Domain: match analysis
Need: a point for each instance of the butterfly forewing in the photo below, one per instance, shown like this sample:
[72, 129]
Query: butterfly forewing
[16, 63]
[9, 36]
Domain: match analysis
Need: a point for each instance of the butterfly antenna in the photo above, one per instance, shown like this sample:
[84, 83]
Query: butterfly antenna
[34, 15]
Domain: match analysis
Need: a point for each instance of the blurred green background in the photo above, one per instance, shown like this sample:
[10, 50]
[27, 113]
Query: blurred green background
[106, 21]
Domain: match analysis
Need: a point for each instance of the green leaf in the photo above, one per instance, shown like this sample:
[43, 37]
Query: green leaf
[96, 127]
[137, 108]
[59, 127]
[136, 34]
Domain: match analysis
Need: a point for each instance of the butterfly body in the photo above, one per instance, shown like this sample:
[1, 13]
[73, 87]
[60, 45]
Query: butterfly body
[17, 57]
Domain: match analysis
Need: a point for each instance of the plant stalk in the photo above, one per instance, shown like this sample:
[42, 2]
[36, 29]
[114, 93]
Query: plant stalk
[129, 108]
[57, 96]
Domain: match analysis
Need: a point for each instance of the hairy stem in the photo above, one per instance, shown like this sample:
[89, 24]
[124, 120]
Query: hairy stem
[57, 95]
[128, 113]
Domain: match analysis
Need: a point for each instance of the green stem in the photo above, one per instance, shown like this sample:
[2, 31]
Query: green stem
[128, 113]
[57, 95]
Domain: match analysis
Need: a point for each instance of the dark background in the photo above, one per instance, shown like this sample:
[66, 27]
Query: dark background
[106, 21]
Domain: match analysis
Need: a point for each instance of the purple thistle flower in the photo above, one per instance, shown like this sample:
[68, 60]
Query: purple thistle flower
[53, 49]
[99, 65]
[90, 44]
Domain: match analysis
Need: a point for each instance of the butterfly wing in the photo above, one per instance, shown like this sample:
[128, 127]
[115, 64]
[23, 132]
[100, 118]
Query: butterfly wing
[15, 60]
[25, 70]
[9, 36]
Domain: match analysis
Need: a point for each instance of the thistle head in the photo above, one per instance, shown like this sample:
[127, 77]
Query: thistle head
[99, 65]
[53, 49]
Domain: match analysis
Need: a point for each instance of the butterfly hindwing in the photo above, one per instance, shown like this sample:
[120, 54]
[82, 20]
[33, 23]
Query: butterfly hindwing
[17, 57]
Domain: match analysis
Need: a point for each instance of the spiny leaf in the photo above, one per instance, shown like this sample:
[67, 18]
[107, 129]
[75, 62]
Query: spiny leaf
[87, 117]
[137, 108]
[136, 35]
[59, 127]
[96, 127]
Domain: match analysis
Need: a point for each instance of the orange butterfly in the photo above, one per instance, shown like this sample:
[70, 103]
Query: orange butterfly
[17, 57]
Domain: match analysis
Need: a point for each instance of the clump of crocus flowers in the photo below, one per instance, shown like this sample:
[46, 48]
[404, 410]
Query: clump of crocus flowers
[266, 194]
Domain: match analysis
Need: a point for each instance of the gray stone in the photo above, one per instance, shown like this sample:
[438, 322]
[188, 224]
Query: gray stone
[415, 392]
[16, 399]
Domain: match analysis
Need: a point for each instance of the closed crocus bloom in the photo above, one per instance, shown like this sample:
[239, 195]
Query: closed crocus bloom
· · · ·
— Work to be completed —
From the first line to the last, retype the records exactly.

— Exercise output —
Domain: match analysis
Need: a point for each instance of the butterfly forewing in the photo below, one per instance, shown like this sample:
[72, 129]
Query: butterfly forewing
[16, 63]
[9, 36]
Domain: match analysis
Need: a point for each instance of the butterfly antenna in the photo above, one per instance, shown like this sample:
[84, 83]
Query: butterfly antenna
[34, 15]
Domain: match analysis
Need: a point for each instance of the blurred green background in the photo above, one per instance, shown like this sample:
[10, 50]
[27, 113]
Query: blurred green background
[106, 21]
Domain: match analysis
Need: a point for each instance of the green leaf in the photo above, one per instance, shown like this sample:
[43, 37]
Query: green leaf
[96, 127]
[137, 108]
[59, 127]
[136, 34]
Domain: match analysis
Need: a point for each instance of the butterfly body in the photo above, one per instance, shown like this sample:
[1, 13]
[73, 87]
[60, 45]
Query: butterfly body
[17, 57]
Domain: match analysis
Need: a point for each instance of the plant stalk in the photo above, one per instance, shown like this sample:
[42, 2]
[36, 29]
[114, 93]
Query: plant stalk
[129, 108]
[57, 96]
Domain: match analysis
Need: a point for each instance of the hairy stem in the photo above, one per instance, shown like this sample:
[89, 24]
[124, 120]
Query: hairy stem
[57, 95]
[128, 113]
Domain: match analysis
Need: a point for each instance of the green stem in the photo above, one per instance, shown like this sample:
[2, 31]
Query: green stem
[128, 113]
[57, 95]
Domain: match analysis
Need: a point for each instance of the dark background in the photo above, one per instance, shown like this sample:
[66, 27]
Query: dark background
[106, 21]
Domain: match analysis
Need: a point for each instance of the purple thistle flower in the photo above, one per instance, shown like this sample:
[68, 60]
Query: purple thistle flower
[53, 49]
[99, 65]
[90, 44]
Domain: match analysis
Need: a point for each instance of the butterfly wing in the photo above, one per instance, shown like this sample:
[128, 127]
[115, 64]
[23, 132]
[100, 118]
Query: butterfly wing
[15, 60]
[25, 70]
[9, 36]
Domain: match analysis
Need: a point for each instance of the thistle head in the photo above, one per instance, shown like this sample:
[127, 77]
Query: thistle head
[99, 65]
[53, 49]
Domain: match analysis
Need: a point for each instance of the butterfly hindwing in the photo above, one per instance, shown like this sample:
[120, 54]
[82, 20]
[33, 23]
Query: butterfly hindwing
[17, 57]
Domain: match analysis
Need: a point for each instance of the spiny leaf in the photo above, one per instance, shown like this sample:
[67, 18]
[107, 129]
[75, 62]
Query: spiny leaf
[87, 117]
[137, 108]
[136, 35]
[59, 127]
[96, 127]
Domain: match analysis
Need: a point for each instance of the orange butterfly in the photo above, one per instance, shown like this sample:
[70, 103]
Query: orange butterfly
[17, 57]
Domain: match analysis
Need: a point for each instance of the clump of crocus flowers in the photo below, one per instance, shown like this sample:
[46, 48]
[404, 410]
Query: clump of crocus flowers
[266, 194]
Domain: match analysis
Need: a point for each instance of the gray stone in the photo above, one per instance, shown like this sample:
[438, 322]
[188, 224]
Query: gray stone
[415, 392]
[16, 399]
Domain: match analysis
Need: a point for each instance of the closed crocus bloom in the photo above, one per instance, shown like this sample:
[239, 195]
Query: closed crocus bloom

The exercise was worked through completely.